## GIVEN EXERCISE
The lines to be copied run from the one containing "Expected: a single pin indicated on each instance of the dead" to the end of the material below; reproduce them exactly, including both ends, and nothing more.

## DATA FOR THIS TASK

◆ ◆ ◆ ◆

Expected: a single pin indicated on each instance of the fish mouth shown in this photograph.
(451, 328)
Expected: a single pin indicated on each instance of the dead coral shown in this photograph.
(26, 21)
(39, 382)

◆ ◆ ◆ ◆

## SOLUTION TO THE PROBLEM
Expected: a single pin indicated on each instance of the dead coral shown in this photograph.
(26, 21)
(39, 382)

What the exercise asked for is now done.